§ EXERCISE GOAL: Your task is to transcribe, word for word, the line containing "353 577 L 434" and all lines that follow it to the end of the entries. Leave out the pictures.

§ Data records:
□ □ □ □

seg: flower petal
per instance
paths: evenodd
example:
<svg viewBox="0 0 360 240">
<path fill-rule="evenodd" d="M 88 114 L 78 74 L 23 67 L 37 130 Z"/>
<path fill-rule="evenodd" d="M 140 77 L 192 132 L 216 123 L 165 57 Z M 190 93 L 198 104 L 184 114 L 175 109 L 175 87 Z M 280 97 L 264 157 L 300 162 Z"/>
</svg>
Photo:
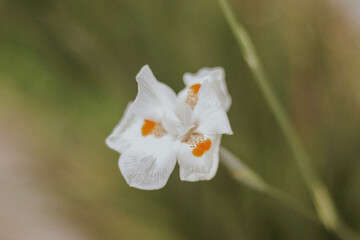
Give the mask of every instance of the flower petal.
<svg viewBox="0 0 360 240">
<path fill-rule="evenodd" d="M 231 96 L 226 86 L 225 72 L 222 67 L 202 68 L 195 74 L 185 73 L 183 79 L 186 89 L 189 89 L 195 84 L 203 84 L 205 81 L 209 81 L 225 110 L 229 110 L 231 106 Z"/>
<path fill-rule="evenodd" d="M 156 80 L 148 65 L 141 68 L 136 76 L 138 95 L 134 101 L 132 112 L 156 122 L 166 111 L 176 108 L 176 94 L 166 84 Z"/>
<path fill-rule="evenodd" d="M 197 147 L 189 143 L 181 143 L 178 152 L 180 179 L 190 182 L 212 179 L 219 166 L 220 141 L 221 135 L 203 135 L 203 143 L 211 144 L 208 150 L 208 145 L 196 150 Z"/>
<path fill-rule="evenodd" d="M 123 153 L 135 143 L 143 141 L 147 136 L 161 138 L 167 135 L 167 131 L 161 123 L 133 114 L 132 106 L 133 103 L 130 103 L 120 123 L 106 139 L 106 144 L 119 153 Z"/>
<path fill-rule="evenodd" d="M 131 108 L 132 104 L 106 143 L 122 153 L 119 167 L 130 186 L 162 188 L 175 167 L 177 143 L 161 123 L 143 119 L 133 114 Z"/>
<path fill-rule="evenodd" d="M 166 131 L 173 136 L 184 136 L 193 124 L 193 111 L 186 103 L 178 103 L 175 111 L 164 114 L 162 125 Z"/>
<path fill-rule="evenodd" d="M 225 109 L 208 81 L 202 84 L 198 98 L 194 108 L 197 131 L 204 134 L 233 134 Z"/>
<path fill-rule="evenodd" d="M 176 164 L 177 143 L 169 135 L 147 136 L 121 154 L 119 168 L 126 182 L 144 190 L 165 186 Z"/>
<path fill-rule="evenodd" d="M 115 126 L 112 133 L 106 138 L 105 142 L 109 148 L 122 153 L 125 149 L 129 147 L 129 141 L 125 141 L 123 133 L 124 131 L 128 131 L 131 127 L 134 127 L 134 123 L 141 121 L 141 118 L 134 115 L 129 109 L 132 106 L 132 102 L 130 102 L 126 109 L 123 117 L 121 118 L 118 125 Z M 133 128 L 134 130 L 136 129 Z"/>
</svg>

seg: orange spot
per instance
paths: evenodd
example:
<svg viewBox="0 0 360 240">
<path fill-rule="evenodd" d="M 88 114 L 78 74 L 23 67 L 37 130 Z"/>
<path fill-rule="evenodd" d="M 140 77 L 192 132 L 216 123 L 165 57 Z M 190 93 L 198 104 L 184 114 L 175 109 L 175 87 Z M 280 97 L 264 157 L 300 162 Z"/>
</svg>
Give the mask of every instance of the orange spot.
<svg viewBox="0 0 360 240">
<path fill-rule="evenodd" d="M 147 136 L 150 133 L 152 133 L 155 129 L 155 126 L 156 126 L 156 122 L 145 119 L 144 125 L 141 128 L 142 135 Z"/>
<path fill-rule="evenodd" d="M 194 84 L 190 87 L 190 89 L 195 93 L 195 94 L 198 94 L 199 92 L 199 89 L 201 87 L 201 84 Z"/>
<path fill-rule="evenodd" d="M 161 138 L 162 136 L 167 134 L 166 130 L 163 128 L 161 123 L 157 123 L 157 122 L 150 121 L 147 119 L 144 119 L 144 124 L 141 128 L 141 133 L 144 137 L 152 134 L 156 138 Z"/>
<path fill-rule="evenodd" d="M 196 148 L 192 151 L 195 157 L 201 157 L 211 147 L 211 140 L 208 138 L 205 141 L 200 142 Z"/>
</svg>

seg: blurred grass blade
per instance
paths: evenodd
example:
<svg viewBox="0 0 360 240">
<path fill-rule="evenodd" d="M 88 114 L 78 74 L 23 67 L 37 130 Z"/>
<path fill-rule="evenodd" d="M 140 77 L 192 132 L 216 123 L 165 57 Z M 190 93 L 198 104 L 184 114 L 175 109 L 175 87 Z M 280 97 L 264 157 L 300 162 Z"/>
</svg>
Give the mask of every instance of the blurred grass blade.
<svg viewBox="0 0 360 240">
<path fill-rule="evenodd" d="M 291 150 L 294 153 L 296 164 L 306 183 L 306 186 L 312 196 L 313 202 L 317 209 L 317 214 L 324 226 L 340 235 L 339 229 L 344 226 L 337 214 L 335 205 L 328 193 L 326 187 L 318 179 L 314 171 L 310 158 L 305 152 L 300 140 L 298 139 L 287 115 L 281 107 L 274 91 L 261 66 L 259 57 L 257 56 L 255 47 L 247 34 L 245 28 L 237 22 L 231 8 L 226 0 L 218 0 L 225 18 L 241 48 L 242 55 L 251 69 L 251 73 L 259 86 L 266 102 L 272 110 L 280 128 L 282 129 Z M 343 232 L 343 231 L 341 231 Z M 350 235 L 350 234 L 349 234 Z M 354 235 L 354 234 L 351 234 Z M 356 238 L 360 239 L 360 238 Z"/>
<path fill-rule="evenodd" d="M 297 199 L 267 183 L 243 161 L 241 161 L 238 157 L 236 157 L 233 153 L 224 147 L 220 148 L 220 158 L 221 162 L 230 171 L 231 176 L 237 181 L 256 191 L 262 192 L 274 199 L 279 200 L 287 207 L 298 212 L 300 215 L 303 215 L 304 217 L 314 222 L 320 223 L 316 215 L 304 207 Z"/>
<path fill-rule="evenodd" d="M 220 158 L 222 163 L 229 169 L 233 178 L 257 191 L 265 191 L 267 188 L 265 181 L 238 157 L 222 146 L 220 148 Z"/>
</svg>

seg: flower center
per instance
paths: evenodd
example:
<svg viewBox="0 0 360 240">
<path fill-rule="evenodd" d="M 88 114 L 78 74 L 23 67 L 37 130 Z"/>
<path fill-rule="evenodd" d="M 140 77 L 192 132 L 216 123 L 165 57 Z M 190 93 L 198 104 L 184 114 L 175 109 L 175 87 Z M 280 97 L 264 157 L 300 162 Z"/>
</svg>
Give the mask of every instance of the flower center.
<svg viewBox="0 0 360 240">
<path fill-rule="evenodd" d="M 141 128 L 141 134 L 145 137 L 150 134 L 154 135 L 156 138 L 161 138 L 166 134 L 166 130 L 163 128 L 161 123 L 150 121 L 145 119 L 144 124 Z"/>
</svg>

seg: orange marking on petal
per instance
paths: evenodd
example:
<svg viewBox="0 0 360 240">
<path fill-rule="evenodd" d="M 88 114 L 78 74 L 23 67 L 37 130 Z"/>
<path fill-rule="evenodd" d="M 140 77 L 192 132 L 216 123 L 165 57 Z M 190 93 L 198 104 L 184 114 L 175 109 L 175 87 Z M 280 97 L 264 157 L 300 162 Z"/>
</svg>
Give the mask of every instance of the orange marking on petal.
<svg viewBox="0 0 360 240">
<path fill-rule="evenodd" d="M 152 134 L 156 138 L 161 138 L 162 136 L 167 134 L 161 123 L 157 123 L 147 119 L 144 120 L 144 124 L 141 128 L 141 133 L 144 137 Z"/>
<path fill-rule="evenodd" d="M 201 84 L 194 84 L 191 87 L 189 87 L 188 96 L 186 98 L 186 103 L 190 105 L 191 109 L 194 110 L 195 105 L 198 101 L 197 94 L 200 90 Z"/>
<path fill-rule="evenodd" d="M 195 157 L 201 157 L 210 148 L 211 148 L 211 140 L 208 138 L 205 141 L 199 142 L 196 148 L 192 151 L 192 153 Z"/>
<path fill-rule="evenodd" d="M 155 126 L 156 126 L 156 122 L 145 119 L 144 125 L 141 128 L 142 135 L 147 136 L 151 134 L 154 131 Z"/>
<path fill-rule="evenodd" d="M 190 89 L 195 93 L 198 94 L 199 90 L 200 90 L 201 84 L 194 84 L 190 87 Z"/>
</svg>

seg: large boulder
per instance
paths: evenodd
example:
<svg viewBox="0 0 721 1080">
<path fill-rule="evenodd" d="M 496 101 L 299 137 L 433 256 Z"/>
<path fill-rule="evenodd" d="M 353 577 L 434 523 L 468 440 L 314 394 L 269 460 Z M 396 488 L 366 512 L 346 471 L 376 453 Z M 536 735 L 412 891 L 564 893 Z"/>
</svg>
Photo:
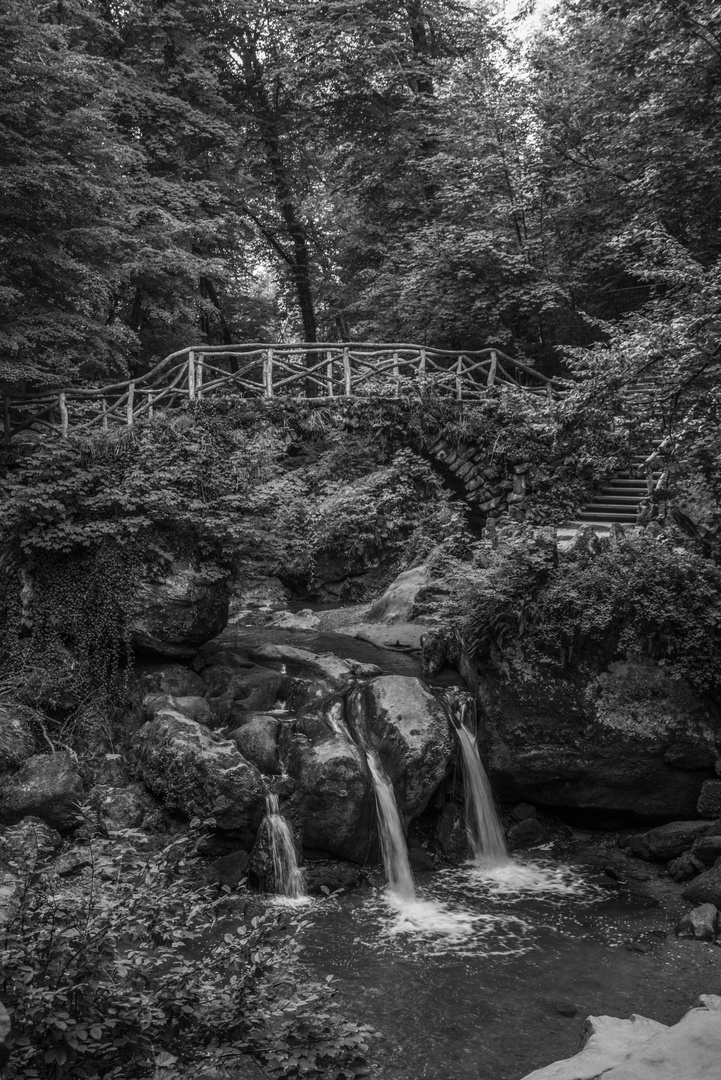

□ □ □ □

§ SOLUTION TO THIS TASK:
<path fill-rule="evenodd" d="M 353 577 L 434 523 L 468 440 L 314 394 L 269 460 Z M 396 488 L 366 512 L 346 471 L 376 453 Z M 536 735 L 412 891 L 564 893 Z"/>
</svg>
Photo:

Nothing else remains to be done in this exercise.